--- Data supplied ---
+ + + + +

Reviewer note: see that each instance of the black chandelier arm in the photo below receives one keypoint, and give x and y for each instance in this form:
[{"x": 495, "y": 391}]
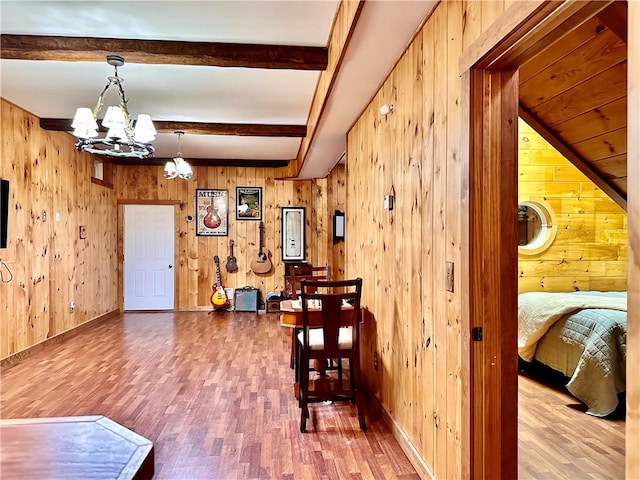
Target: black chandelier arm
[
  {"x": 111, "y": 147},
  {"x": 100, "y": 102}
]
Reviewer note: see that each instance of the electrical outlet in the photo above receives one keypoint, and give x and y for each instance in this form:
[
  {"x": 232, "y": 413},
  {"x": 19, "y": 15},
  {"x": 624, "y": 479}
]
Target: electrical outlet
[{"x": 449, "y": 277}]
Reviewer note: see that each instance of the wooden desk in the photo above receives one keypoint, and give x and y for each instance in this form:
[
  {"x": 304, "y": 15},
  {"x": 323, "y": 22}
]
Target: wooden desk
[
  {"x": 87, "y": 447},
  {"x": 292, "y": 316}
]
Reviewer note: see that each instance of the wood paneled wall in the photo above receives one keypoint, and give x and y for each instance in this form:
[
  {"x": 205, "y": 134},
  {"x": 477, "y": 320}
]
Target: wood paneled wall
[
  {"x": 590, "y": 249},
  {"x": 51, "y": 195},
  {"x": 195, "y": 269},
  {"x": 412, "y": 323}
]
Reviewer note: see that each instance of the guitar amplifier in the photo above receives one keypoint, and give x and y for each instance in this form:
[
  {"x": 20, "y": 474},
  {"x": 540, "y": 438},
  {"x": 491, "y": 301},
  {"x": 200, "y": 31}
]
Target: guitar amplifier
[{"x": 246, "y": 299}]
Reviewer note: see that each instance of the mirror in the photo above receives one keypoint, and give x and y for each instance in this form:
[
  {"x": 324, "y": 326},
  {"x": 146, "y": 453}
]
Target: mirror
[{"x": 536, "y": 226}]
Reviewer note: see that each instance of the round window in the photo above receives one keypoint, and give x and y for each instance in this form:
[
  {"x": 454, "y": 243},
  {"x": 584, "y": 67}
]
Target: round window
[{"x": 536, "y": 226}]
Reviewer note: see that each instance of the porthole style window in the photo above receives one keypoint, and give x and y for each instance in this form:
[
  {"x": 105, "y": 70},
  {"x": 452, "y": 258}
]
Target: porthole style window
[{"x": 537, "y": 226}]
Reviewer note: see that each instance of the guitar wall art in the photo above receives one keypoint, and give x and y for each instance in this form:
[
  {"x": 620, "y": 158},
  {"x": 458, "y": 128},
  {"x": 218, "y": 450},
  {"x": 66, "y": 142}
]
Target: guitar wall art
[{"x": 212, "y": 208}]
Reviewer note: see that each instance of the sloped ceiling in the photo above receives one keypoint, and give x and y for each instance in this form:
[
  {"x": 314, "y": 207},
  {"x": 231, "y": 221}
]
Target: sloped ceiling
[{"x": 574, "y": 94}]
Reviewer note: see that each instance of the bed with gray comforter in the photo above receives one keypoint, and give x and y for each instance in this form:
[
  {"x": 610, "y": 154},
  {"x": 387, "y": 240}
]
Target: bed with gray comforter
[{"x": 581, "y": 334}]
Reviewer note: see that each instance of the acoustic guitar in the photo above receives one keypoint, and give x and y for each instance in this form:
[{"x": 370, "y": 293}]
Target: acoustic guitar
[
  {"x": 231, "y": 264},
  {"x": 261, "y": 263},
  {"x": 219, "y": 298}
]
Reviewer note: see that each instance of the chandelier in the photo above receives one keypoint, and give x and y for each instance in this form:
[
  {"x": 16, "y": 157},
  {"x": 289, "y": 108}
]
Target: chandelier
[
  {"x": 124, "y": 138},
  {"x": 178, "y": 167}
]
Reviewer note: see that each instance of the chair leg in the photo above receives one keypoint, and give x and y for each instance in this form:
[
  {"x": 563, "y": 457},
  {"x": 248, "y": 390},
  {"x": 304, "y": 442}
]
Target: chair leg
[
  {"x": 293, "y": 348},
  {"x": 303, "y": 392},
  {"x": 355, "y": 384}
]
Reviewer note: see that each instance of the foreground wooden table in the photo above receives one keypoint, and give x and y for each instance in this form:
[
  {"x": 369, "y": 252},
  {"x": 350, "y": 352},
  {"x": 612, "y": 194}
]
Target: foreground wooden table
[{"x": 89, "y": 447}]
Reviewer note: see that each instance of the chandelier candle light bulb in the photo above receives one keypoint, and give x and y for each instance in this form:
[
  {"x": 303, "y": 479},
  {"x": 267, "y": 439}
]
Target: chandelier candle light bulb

+ + + + +

--- Directions ---
Copy each line of the data that includes the word "bulb".

--- Solution ---
Reviewer note: see that each instance of the chandelier candle light bulb in the photo above receives one keypoint, and give x and y for each instance in this form:
Target: chandelier candle light bulb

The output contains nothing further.